Si potrebbe chiedere: la scuola non dovrebbe avere un regolamento, un manuale di comportamento, che verrebbe consegnato all’allievo quando arriva? Ebbene, potrebbe esserci, ma solo in termini più generali. In molte scuole, si presta un kishomon (giuramento di sangue) che fornisce alcune condizioni generali per poter entrare. (Vedere il libro Old School(10) per un’analisi approfondita di questi giuramenti.) Il kishomon tuttavia dà solo alcune condizioni, mentre qui stiamo parlando di una serie molto complessa di valori e comportamenti, la somma totale della cultura marziale arcaica giapponese. Notate questa espressione: “cultura marziale”. Per sopravvivere realmente in incontri ad alto rischio, bisogna sviluppare una spiccata sensibilità verso gli altri, sia verso i nostri alleati sia verso i nostri nemici. Sviluppare il kan è essenziale. Come si può sviluppare la capacità di intuire il livello di fiducia della propria gente, o le intenzioni degli avversari, se non è parte dell’allenamento? Essere sempre vigili, preoccuparsi di poter offendere gravemente il proprio insegnante o gli anziani del proprio dojo, tutto ciò richiede che si sviluppi una sensibilità acuta momento per momento. Paradossalmente, l’allievo che vi riesce impara a distendersi anche quando si mantiene vigile, qualcosa che ho chiamato altrove come “etichetta del branco di lupi”. Un insieme di regole, imparate a memoria, saranno applicate prima di tutto in modo artificiale, e in secondo luogo priveranno l’allievo dell’opportunità di sviluppare quello che conta veramente :– reigi (atteggiamento formale/corretto) è in fin dei conti la strada maestra verso il kan.

DESCRIZIONE DEL COMPITO: Riscrivi in forma più breve il paragrafo del brano che inizia con «Si potrebbe chiedere», conservandone i fatti principali. I dati non sono necessari.

ESTRATTO DEI DATI:
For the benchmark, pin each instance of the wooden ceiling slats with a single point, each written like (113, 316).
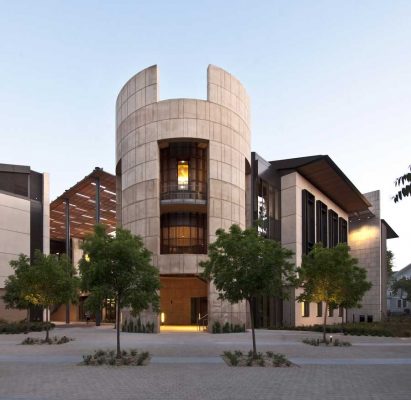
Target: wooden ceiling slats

RISPOSTA AL COMPITO: Una scuola può avere un regolamento, ma solo in termini generali. In molte si presta un kishomon, un giuramento di sangue che stabilisce alcune condizioni per entrare. Ciò che conta davvero è però un insieme molto complesso di valori e comportamenti, cioè l'intera cultura marziale arcaica giapponese. Per sopravvivere a incontri ad alto rischio serve una spiccata sensibilità verso alleati e nemici. Bisogna quindi sviluppare il kan, e questo deve far parte dell'allenamento. La vigilanza costante e l'attenzione a non offendere gravemente l'insegnante o gli anziani del dojo affinano questa sensibilità momento per momento. Paradossalmente, chi ci riesce impara a rilassarsi pur restando vigile, secondo la cosiddetta «etichetta del branco di lupi». Regole imparate a memoria verrebbero applicate in modo artificiale e toglierebbero all'allievo la possibilità di sviluppare ciò che conta: il reigi, l'atteggiamento formale e corretto, che è la strada maestra verso il kan.